Task details: Find the line that contains "as in (24,206)."; then retype it and each line after it, exactly, through the final line of the data below.

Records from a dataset
== == ==

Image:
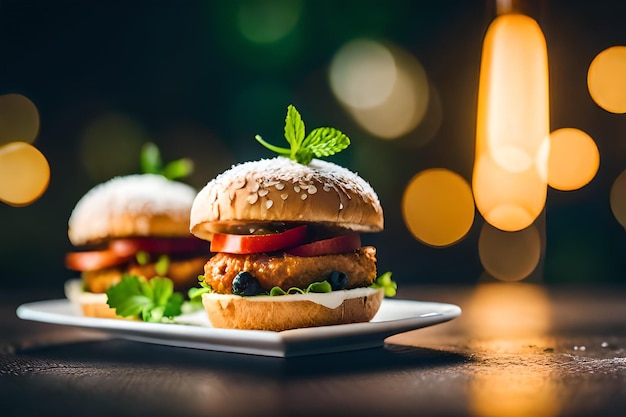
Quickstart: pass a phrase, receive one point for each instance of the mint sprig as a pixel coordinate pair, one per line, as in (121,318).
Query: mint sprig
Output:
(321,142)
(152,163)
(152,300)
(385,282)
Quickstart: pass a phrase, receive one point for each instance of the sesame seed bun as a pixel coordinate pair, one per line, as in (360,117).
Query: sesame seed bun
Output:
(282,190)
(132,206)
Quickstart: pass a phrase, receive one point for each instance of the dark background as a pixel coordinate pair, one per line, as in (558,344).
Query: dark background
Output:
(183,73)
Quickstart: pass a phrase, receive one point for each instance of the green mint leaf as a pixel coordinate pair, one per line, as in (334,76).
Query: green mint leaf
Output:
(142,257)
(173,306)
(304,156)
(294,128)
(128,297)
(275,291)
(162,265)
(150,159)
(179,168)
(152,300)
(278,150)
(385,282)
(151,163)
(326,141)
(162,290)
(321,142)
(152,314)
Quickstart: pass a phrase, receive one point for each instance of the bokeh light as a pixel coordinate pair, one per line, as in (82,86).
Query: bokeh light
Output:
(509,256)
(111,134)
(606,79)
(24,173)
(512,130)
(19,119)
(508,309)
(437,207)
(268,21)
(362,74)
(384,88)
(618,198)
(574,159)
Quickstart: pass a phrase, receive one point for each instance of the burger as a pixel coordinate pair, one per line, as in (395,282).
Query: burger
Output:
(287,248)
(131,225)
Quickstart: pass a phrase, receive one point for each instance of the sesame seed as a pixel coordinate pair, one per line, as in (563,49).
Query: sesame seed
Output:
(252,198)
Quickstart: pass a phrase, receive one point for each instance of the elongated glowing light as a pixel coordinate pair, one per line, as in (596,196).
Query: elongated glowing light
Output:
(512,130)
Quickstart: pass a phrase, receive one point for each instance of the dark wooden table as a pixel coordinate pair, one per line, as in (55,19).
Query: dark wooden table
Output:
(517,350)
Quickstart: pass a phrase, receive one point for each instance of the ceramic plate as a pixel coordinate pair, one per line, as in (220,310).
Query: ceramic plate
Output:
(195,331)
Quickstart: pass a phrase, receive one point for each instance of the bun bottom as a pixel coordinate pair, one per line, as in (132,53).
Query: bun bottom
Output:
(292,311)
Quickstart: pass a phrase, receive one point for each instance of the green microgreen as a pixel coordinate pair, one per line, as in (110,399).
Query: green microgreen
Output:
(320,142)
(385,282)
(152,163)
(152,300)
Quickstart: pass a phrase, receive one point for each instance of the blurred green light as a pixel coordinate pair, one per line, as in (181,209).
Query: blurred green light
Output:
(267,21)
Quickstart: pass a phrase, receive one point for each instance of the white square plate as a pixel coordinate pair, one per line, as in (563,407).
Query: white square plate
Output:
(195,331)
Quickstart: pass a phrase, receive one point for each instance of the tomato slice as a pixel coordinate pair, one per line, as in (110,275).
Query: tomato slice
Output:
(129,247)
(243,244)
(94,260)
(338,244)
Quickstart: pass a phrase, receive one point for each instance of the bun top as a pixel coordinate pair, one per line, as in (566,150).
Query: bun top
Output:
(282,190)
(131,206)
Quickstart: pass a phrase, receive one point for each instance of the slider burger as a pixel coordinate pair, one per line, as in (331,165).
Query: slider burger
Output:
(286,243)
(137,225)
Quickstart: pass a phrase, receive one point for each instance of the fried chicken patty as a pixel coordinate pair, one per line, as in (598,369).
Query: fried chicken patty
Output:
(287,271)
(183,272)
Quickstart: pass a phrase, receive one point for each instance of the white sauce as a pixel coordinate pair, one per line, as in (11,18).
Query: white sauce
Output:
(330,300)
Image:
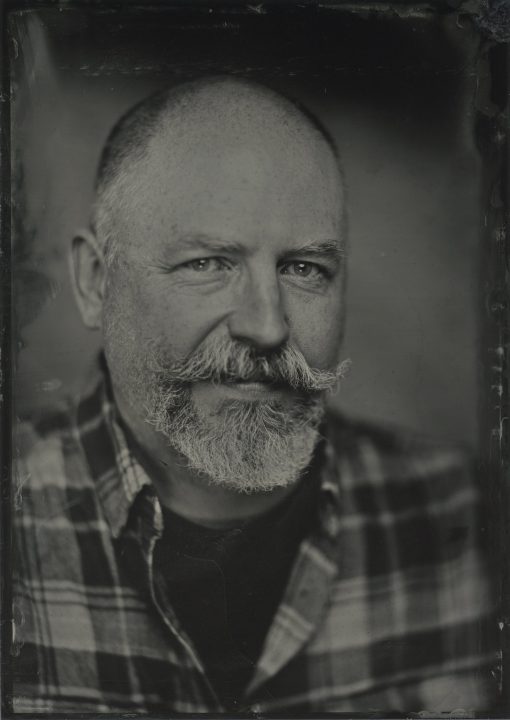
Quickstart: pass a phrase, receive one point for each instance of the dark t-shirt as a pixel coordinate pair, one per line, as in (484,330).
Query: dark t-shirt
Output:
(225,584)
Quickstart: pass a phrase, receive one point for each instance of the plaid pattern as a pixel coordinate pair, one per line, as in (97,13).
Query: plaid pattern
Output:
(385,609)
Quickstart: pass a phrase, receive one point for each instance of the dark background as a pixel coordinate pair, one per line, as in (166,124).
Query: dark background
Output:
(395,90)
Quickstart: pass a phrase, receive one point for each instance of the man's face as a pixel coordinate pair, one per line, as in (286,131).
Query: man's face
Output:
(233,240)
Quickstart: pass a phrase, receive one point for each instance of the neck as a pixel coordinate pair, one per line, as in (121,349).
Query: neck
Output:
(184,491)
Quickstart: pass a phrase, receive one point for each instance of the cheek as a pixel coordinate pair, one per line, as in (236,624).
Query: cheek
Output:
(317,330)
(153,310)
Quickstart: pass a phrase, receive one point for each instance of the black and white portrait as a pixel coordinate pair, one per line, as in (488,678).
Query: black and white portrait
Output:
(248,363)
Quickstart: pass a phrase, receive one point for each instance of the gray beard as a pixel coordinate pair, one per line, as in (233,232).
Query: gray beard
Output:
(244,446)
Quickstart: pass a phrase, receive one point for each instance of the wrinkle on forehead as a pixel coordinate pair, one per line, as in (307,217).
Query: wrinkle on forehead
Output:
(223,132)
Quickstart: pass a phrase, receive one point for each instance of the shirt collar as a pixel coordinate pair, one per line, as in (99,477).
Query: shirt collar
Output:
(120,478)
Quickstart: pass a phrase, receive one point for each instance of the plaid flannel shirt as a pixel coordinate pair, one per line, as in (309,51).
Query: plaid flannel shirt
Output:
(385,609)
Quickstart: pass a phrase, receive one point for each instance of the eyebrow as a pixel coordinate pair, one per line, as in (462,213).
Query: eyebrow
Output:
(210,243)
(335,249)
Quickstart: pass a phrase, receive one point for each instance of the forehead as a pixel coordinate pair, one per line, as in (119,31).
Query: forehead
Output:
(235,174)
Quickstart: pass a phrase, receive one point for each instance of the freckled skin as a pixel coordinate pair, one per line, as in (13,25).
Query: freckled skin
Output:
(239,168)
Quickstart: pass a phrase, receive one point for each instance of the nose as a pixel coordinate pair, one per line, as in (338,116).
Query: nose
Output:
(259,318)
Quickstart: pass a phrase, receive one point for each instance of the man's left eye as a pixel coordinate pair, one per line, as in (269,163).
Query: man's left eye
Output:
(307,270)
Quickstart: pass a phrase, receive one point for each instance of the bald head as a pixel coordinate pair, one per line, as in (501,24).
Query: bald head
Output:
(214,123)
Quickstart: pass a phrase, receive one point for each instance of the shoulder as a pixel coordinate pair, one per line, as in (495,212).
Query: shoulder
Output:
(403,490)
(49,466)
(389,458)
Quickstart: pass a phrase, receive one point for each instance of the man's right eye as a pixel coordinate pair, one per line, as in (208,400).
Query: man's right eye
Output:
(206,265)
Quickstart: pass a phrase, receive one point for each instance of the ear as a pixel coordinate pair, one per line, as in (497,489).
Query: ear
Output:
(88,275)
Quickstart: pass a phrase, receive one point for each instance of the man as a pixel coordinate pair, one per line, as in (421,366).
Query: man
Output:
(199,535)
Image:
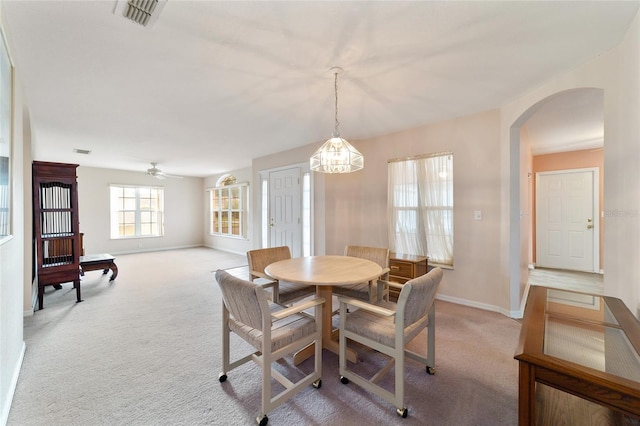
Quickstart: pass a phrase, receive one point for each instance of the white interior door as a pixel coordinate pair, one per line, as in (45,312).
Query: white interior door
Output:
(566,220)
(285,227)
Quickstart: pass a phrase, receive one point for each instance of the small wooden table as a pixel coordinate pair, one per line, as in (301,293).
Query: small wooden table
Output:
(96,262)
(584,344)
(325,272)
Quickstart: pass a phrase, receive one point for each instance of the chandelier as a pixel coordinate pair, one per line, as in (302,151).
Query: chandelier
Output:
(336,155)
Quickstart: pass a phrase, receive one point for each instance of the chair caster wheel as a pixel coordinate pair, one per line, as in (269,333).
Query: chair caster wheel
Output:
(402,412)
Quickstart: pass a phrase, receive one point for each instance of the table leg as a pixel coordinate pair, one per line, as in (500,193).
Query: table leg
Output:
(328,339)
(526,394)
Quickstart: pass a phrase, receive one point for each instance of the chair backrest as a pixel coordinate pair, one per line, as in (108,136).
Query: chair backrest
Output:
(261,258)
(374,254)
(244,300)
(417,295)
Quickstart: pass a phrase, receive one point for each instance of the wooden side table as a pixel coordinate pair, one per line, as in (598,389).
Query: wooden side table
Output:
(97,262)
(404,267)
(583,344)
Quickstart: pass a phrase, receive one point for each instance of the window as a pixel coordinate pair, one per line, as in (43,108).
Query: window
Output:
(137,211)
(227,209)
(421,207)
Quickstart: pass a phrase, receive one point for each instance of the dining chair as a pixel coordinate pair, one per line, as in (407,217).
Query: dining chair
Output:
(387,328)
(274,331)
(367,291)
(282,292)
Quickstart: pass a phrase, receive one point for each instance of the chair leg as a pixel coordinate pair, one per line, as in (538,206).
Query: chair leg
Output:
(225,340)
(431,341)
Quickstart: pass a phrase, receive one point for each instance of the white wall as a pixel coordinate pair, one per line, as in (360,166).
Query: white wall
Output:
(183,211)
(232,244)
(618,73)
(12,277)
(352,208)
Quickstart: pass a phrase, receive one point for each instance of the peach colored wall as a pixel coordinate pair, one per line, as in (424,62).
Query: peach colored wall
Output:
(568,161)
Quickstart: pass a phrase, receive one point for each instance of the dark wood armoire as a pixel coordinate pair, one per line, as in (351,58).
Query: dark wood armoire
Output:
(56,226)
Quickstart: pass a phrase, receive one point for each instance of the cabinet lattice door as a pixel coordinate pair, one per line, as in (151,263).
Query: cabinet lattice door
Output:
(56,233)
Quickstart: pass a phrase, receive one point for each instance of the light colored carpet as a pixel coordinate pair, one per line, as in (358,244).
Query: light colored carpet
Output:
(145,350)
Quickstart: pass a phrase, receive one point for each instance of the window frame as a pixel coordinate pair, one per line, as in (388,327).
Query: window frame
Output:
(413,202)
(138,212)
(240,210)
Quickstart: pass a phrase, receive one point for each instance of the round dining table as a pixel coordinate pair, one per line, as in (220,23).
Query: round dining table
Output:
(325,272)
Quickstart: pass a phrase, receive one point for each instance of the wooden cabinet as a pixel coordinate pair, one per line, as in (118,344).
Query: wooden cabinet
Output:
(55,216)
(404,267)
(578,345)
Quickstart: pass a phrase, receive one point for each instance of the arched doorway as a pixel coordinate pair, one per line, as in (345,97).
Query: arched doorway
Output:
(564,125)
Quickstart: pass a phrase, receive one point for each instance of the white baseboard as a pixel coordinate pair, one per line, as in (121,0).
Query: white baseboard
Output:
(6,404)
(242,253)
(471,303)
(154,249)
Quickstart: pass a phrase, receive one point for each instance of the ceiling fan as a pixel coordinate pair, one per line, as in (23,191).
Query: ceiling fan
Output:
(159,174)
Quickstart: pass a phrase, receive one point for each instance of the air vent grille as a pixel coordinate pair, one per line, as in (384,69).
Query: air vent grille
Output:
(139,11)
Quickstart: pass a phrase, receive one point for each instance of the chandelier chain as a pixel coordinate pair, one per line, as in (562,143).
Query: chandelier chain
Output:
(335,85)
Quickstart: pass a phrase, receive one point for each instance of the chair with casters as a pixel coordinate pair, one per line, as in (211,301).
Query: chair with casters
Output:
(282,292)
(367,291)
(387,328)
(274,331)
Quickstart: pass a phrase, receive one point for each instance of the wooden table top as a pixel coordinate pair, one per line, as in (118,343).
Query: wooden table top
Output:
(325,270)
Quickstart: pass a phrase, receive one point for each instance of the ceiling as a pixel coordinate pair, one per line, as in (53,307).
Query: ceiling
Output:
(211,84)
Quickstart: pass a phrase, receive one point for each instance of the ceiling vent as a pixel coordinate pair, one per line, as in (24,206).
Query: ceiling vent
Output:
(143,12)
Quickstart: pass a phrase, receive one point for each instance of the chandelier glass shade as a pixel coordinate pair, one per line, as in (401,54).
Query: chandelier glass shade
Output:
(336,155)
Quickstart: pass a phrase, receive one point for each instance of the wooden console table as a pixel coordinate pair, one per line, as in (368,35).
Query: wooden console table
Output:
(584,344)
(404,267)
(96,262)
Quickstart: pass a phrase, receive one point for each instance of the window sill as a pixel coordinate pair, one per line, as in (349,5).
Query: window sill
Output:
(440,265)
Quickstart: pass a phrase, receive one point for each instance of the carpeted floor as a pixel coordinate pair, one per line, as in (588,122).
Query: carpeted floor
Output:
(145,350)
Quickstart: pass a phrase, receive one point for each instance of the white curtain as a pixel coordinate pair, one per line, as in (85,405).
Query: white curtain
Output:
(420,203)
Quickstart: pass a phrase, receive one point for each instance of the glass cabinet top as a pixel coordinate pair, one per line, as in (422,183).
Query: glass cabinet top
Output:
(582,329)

== == ==

Result:
Quickstart: pass a phrase, receive one point for each instance of the ceiling vent as a pixel coordinate pair, one per line, as in (24,206).
Query: ceiling vent
Output:
(143,12)
Quickstart: pass a phrase, receive one point for each instance of the chandelier glass shade as a pixel coordinate pair, one per line, as in (401,54).
Query: chandelier glass shade
Output:
(336,155)
Quickstart: pass a phrase, receive one point for each instance of the wooden console table as a pixel coordinate pair, one per line, as in (368,35).
Query: wooden console table
Output:
(584,344)
(404,267)
(96,262)
Quickstart: pass a phrase, receive one point for each instance of the window sill as a pixel coordinate pair, one per line, as in (349,5).
Query: window sill
Output:
(440,265)
Quickstart: pass a phrase, receive one point for each instance of the carpeted floor as a pixel coordinate pair, one per line, as in (588,122).
Query: carpeted floor
Output:
(145,350)
Quickstart: pass a phrase, receive one point for each instance of the white curtain as a pixel coordinate pair, one per line, as in (85,405).
Query: white curtain
Output:
(420,203)
Quickstart: pass a phrase, receive one point for each instance of the glass cabinet top as a pixel coordinate pair, one per line, as in (422,183).
Query: glass cabinet top
Output:
(582,329)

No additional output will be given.